Don K's bees are extremely calm. 

Very, very calm.


----------



## bjtmjc (Jul 11, 2010)

I have about a 1/2 acre lot, a dog and chickens in a residential area in Los Angeles.

The dogs will learn fast in my experience, so it it were me, I wouldn't worry about that.

I put my hive on the south side of the house in an old dog run as well. I followed most of the recommendations others have said, including placing the hive in such a manner that the bees fly up before going out. The neighbors don't even know they are there. Only one of my immediate neighbors knows about the bees and that's only because I told them. People are often unnecessarily paranoid, so I only tell people that I think will enjoy the bees. 

I'm curious about your comment about kids in the yard. My kids are fairly young, and we have lots of kids come through our house, but I always know when they are there.

Although this isn't legal advice


----------



## SallyD (Mar 12, 2011)

Interesting post timelssnomad! I am new to beekeeping as well and share your concernns...(I am from Atlanta!). My husband recommended I tell the neighbors, but I am afraid they will be paranoid and not understand. We have a privacy fence so I am thinking the bees will have to fly up over that so hopefully there flight pattern will be high enough not to disturb anyone. I also have a dog but everyone seems to think she will learn soon enough to stay away from the bees. She is a 60 pound black dog...and I know bees don't like furry black animals! Good luck and it is nice to see someone from my neck of the woods!


----------



## ronnyclif (Jul 5, 2004)

I have seen hives upon roof tops. This would take care of the dogs and kids if you have a somewhat flat roof.


----------



## Michael Bush (Aug 2, 2002)

◆ Written exercise
Return the whole beekeeping forum thread word for word. The rows play no part in this.

◆ Record set
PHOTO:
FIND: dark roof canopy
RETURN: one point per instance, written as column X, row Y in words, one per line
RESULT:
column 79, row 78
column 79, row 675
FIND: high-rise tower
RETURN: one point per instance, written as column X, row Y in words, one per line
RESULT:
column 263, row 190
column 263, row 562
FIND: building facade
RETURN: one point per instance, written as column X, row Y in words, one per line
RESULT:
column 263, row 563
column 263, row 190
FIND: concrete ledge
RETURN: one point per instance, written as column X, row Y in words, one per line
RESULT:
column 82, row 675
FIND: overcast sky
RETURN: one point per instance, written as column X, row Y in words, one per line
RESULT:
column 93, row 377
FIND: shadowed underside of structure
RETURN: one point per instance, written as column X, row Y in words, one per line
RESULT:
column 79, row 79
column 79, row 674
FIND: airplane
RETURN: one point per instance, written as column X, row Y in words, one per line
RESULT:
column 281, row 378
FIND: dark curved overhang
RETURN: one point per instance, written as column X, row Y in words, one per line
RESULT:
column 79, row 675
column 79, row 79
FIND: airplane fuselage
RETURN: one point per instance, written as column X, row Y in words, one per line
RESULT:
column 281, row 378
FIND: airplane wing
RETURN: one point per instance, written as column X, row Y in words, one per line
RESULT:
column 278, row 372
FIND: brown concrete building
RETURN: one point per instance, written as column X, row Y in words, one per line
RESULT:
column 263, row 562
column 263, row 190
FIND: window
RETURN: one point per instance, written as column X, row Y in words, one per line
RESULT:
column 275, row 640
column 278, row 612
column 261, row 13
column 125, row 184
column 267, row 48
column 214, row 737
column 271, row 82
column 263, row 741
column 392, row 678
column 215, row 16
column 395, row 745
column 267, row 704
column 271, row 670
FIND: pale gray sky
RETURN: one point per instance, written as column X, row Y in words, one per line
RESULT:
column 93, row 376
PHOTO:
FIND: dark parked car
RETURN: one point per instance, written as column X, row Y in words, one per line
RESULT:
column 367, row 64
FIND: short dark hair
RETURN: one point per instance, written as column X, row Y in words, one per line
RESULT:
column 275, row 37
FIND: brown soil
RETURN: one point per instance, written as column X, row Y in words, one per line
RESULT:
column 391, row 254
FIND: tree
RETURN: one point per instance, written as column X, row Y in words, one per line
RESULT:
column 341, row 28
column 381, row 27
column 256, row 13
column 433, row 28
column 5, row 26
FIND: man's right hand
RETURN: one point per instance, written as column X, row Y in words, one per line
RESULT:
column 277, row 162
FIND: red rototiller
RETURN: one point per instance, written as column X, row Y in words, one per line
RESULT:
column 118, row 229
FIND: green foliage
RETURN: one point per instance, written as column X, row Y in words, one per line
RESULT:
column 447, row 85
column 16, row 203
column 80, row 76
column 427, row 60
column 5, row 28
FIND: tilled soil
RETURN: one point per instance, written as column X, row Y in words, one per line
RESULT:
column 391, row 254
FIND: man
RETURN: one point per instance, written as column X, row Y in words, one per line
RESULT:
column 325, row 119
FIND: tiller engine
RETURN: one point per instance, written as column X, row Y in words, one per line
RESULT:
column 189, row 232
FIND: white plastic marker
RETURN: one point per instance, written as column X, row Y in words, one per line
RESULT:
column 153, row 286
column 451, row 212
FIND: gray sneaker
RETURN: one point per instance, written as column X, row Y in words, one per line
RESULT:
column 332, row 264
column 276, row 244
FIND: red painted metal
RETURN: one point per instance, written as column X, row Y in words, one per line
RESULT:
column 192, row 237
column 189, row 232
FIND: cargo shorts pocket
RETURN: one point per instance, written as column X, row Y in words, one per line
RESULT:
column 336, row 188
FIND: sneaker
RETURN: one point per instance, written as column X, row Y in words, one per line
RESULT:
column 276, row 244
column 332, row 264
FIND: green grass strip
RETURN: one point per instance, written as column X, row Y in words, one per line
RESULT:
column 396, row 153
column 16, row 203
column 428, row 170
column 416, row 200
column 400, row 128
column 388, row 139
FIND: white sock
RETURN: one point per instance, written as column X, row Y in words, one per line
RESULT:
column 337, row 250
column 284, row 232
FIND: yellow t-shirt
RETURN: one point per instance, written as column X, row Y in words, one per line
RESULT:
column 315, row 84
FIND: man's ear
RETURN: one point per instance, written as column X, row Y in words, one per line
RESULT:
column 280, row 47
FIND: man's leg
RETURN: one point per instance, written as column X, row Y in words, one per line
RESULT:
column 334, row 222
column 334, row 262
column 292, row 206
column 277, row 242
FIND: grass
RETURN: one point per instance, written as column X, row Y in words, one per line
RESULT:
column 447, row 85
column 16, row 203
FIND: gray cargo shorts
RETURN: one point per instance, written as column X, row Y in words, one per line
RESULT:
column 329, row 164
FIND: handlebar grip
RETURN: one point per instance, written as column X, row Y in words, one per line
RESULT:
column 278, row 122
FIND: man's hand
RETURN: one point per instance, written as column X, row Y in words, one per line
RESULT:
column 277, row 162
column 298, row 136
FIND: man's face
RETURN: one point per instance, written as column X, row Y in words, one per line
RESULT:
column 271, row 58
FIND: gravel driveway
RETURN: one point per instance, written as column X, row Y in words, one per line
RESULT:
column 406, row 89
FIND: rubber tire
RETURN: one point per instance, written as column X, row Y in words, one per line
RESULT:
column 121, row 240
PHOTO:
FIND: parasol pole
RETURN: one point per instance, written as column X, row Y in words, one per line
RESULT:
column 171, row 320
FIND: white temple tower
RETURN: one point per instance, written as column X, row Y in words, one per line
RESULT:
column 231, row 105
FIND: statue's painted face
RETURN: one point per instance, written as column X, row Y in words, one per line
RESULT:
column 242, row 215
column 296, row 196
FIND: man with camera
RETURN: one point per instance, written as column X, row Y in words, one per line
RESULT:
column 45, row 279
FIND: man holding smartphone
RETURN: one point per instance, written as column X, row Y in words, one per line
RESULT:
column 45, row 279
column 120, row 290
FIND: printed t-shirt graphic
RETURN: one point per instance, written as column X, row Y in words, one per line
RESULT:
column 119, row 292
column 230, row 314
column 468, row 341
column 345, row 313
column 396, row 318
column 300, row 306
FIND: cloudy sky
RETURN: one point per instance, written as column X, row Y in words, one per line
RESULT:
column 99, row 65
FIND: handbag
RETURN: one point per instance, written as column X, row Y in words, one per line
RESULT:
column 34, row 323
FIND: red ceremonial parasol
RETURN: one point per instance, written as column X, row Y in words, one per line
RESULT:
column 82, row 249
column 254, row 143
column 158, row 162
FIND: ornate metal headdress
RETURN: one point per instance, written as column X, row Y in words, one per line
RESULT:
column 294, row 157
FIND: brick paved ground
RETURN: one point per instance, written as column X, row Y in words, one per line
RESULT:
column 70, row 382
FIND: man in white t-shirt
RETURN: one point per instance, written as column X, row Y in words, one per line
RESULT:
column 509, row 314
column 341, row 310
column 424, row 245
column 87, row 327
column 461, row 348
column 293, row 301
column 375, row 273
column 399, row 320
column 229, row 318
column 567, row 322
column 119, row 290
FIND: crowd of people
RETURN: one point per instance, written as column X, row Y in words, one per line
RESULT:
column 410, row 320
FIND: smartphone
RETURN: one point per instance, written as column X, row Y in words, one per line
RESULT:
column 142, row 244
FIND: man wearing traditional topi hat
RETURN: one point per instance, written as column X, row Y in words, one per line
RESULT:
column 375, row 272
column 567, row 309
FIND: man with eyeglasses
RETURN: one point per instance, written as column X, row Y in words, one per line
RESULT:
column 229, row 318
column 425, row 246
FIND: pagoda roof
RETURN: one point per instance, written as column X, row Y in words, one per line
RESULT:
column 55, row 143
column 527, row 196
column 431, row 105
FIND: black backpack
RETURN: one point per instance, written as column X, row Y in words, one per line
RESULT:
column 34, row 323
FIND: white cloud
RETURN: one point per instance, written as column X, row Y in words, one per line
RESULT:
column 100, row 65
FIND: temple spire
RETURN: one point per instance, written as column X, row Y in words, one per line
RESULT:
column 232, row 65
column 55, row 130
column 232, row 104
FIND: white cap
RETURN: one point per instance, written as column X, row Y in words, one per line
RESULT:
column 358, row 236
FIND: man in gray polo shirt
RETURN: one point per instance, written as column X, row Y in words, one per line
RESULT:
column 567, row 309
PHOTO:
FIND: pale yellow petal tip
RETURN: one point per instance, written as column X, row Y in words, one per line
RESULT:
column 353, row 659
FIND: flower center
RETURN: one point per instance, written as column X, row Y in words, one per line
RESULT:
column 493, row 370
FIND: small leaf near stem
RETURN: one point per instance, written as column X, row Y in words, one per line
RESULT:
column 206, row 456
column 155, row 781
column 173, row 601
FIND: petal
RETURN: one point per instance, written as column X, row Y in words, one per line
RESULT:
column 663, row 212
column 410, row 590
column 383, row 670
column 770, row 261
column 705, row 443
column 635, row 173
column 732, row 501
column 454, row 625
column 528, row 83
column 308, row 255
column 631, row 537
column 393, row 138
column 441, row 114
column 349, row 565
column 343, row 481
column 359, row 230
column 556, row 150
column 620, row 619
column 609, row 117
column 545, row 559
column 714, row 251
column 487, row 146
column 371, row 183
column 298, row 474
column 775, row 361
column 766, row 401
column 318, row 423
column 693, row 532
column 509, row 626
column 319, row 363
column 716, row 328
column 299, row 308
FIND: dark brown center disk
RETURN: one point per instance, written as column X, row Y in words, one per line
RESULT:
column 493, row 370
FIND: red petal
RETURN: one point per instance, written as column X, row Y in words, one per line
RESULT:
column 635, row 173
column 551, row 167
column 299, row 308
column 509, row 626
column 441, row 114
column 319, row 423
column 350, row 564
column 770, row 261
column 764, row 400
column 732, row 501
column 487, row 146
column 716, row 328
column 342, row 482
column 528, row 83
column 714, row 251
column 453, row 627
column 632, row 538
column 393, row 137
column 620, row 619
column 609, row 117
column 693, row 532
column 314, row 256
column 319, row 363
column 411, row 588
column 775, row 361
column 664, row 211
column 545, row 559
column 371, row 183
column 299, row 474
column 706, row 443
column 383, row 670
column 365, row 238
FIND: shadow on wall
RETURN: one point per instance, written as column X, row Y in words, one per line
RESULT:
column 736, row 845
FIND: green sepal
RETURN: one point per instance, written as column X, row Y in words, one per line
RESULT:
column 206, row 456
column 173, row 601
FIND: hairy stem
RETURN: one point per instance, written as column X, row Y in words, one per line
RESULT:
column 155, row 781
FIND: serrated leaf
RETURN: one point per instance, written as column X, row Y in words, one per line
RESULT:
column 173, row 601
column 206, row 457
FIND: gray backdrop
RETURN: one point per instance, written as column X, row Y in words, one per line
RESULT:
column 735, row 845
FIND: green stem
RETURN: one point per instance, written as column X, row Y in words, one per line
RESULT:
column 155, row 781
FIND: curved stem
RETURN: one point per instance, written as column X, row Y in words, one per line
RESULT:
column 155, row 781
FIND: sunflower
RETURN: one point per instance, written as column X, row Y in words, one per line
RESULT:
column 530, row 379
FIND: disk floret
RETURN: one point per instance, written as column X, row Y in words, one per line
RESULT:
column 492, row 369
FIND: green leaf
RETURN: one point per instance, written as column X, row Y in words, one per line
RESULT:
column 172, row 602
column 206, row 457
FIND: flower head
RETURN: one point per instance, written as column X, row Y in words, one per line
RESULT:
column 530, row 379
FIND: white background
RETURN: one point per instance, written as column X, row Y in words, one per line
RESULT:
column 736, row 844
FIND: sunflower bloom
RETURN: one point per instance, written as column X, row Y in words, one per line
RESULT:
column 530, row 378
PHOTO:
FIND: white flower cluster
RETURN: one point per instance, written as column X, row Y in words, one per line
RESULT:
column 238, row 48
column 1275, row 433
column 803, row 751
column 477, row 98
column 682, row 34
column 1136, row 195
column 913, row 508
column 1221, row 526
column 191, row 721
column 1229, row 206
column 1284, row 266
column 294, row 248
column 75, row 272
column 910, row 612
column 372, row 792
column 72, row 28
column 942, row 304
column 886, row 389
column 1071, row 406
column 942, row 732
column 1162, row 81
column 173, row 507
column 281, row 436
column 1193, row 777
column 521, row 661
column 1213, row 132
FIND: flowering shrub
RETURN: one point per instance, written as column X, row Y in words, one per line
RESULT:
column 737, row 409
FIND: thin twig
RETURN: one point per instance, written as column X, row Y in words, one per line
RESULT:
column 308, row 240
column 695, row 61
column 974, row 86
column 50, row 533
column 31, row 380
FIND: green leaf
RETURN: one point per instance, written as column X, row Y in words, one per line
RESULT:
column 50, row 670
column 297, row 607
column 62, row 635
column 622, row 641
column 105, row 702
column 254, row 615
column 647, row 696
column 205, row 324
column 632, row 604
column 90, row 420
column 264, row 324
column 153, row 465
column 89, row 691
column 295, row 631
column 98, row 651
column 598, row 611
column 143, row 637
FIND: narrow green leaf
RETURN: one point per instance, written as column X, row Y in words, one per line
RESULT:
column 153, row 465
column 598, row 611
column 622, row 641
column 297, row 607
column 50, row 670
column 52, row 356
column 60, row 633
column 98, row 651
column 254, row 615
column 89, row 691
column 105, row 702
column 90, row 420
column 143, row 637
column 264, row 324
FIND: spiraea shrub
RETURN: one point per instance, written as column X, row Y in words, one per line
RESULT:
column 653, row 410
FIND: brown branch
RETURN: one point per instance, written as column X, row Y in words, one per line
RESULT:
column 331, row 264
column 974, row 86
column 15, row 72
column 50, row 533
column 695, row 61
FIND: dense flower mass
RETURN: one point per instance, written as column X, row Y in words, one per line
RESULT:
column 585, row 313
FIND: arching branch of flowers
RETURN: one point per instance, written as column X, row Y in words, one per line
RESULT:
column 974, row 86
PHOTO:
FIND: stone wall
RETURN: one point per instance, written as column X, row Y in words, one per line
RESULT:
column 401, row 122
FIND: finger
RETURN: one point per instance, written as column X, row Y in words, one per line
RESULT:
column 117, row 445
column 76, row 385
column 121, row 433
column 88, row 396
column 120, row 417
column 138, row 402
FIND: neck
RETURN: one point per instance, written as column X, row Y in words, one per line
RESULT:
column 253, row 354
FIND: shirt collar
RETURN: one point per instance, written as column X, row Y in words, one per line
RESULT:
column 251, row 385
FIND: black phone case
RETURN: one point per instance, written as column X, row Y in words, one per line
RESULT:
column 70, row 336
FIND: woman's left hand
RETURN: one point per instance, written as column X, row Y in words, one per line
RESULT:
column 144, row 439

◆ Task response
Don K's bees are extremely calm. 

Very, very calm.


----------



## bjtmjc (Jul 11, 2010)

I have about a 1/2 acre lot, a dog and chickens in a residential area in Los Angeles.

The dogs will learn fast in my experience, so it it were me, I wouldn't worry about that.

I put my hive on the south side of the house in an old dog run as well. I followed most of the recommendations others have said, including placing the hive in such a manner that the bees fly up before going out. The neighbors don't even know they are there. Only one of my immediate neighbors knows about the bees and that's only because I told them. People are often unnecessarily paranoid, so I only tell people that I think will enjoy the bees. 

I'm curious about your comment about kids in the yard. My kids are fairly young, and we have lots of kids come through our house, but I always know when they are there.

Although this isn't legal advice


----------



## SallyD (Mar 12, 2011)

Interesting post timelssnomad! I am new to beekeeping as well and share your concernns...(I am from Atlanta!). My husband recommended I tell the neighbors, but I am afraid they will be paranoid and not understand. We have a privacy fence so I am thinking the bees will have to fly up over that so hopefully there flight pattern will be high enough not to disturb anyone. I also have a dog but everyone seems to think she will learn soon enough to stay away from the bees. She is a 60 pound black dog...and I know bees don't like furry black animals! Good luck and it is nice to see someone from my neck of the woods!


----------



## ronnyclif (Jul 5, 2004)

I have seen hives upon roof tops. This would take care of the dogs and kids if you have a somewhat flat roof.


----------



## Michael Bush (Aug 2, 2002)